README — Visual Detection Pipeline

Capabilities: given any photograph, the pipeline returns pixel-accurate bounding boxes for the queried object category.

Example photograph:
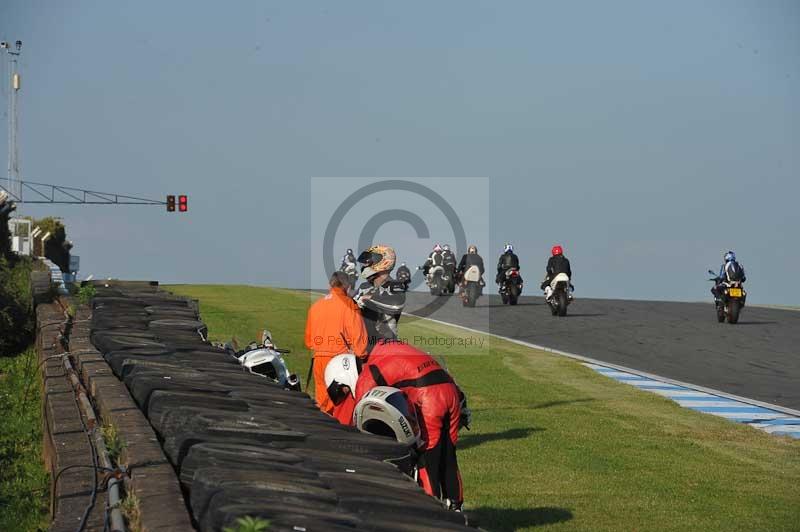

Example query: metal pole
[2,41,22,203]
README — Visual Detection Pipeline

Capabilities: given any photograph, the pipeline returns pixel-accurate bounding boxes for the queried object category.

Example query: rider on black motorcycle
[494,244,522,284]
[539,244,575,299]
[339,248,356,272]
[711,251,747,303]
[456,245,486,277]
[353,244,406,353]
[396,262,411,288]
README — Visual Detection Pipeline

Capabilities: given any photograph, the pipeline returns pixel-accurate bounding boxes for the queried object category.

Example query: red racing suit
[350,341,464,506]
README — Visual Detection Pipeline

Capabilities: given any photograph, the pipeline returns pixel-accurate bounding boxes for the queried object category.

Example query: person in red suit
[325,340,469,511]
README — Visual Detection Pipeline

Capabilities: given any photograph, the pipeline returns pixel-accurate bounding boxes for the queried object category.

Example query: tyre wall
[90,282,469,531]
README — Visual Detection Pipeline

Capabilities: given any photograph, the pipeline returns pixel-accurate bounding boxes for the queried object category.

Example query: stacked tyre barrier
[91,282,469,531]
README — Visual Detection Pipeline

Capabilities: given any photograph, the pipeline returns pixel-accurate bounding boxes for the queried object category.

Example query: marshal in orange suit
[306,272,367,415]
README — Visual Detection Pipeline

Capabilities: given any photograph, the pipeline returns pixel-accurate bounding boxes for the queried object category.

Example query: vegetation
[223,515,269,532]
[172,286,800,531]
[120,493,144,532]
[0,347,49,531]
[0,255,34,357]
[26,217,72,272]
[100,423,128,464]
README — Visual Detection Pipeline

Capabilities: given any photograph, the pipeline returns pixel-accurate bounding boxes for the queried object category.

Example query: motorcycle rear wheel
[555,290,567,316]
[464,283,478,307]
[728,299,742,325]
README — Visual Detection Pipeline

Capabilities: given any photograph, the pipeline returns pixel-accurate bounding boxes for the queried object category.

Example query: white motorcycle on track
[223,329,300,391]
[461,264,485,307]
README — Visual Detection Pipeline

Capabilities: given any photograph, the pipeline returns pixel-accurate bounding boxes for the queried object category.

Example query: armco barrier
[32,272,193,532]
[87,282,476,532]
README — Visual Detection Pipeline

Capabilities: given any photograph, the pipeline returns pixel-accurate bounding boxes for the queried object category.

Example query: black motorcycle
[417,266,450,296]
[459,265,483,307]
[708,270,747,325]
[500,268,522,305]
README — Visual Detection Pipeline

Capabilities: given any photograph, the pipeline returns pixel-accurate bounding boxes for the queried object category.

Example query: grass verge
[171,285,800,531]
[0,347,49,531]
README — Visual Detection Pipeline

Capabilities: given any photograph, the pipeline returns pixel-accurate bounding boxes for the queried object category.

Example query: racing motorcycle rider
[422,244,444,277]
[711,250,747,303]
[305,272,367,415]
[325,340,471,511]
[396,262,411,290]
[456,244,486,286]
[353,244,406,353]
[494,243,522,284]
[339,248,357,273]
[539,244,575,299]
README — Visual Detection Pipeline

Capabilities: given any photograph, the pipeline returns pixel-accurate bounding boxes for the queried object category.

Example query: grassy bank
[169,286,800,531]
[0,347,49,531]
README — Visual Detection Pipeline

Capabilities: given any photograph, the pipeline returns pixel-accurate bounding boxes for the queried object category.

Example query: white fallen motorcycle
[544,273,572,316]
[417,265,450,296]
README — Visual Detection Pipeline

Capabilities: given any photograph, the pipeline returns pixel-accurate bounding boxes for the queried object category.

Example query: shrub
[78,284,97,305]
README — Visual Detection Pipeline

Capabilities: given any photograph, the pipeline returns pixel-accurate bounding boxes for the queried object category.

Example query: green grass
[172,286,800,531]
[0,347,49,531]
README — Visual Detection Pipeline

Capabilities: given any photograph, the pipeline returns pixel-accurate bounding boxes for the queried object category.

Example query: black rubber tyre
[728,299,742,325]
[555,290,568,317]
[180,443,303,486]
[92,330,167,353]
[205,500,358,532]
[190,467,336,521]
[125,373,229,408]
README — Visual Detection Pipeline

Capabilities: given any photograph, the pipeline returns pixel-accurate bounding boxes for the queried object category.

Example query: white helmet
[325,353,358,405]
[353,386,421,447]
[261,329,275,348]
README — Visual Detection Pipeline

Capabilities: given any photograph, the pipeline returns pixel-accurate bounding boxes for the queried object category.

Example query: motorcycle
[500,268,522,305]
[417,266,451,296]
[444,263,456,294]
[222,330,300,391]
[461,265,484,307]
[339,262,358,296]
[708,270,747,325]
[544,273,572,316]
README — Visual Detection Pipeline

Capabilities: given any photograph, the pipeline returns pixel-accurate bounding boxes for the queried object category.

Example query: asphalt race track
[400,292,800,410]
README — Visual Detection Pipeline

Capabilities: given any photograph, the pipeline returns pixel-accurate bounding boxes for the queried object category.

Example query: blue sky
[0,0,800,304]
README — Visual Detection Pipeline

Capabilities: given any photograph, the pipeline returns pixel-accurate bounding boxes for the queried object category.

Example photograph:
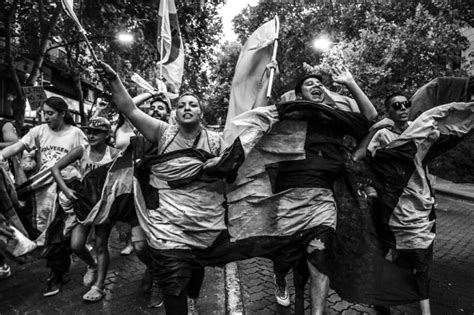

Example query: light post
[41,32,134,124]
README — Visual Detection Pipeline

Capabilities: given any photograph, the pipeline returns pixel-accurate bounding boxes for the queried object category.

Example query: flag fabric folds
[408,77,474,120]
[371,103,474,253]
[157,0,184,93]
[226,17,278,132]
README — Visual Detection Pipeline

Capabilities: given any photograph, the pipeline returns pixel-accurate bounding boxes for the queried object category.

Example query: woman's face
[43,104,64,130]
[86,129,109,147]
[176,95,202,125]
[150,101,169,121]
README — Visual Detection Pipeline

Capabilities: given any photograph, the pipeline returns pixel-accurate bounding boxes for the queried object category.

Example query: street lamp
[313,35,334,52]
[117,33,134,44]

---

= EXERCISE OBJECTIVE =
Pull out every line of the data above that contains the string "barrier", treating uppercase and lowercase letters as different.

= OUTPUT FOR THIS TASK =
Example query: stacked tyre barrier
Example query: armco barrier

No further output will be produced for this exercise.